*RECORDS SHOWN*:
** start **

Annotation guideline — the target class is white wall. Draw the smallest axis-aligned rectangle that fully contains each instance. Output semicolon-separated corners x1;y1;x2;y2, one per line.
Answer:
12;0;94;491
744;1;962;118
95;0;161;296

** end **

*AIM OF THE TASK*: Arrange the lines above as a numbered list, leaving out any blank lines.

*SOLUTION TO THE PROBLEM*:
1. Annotation guideline — the target class is white wall. Draw the smallest axis-aligned rectangle that fully contains each instance. Output semicolon-separated corners x1;y1;x2;y2, one per line.
2. Answer:
3. 12;0;94;491
4. 744;1;962;118
5. 95;0;161;296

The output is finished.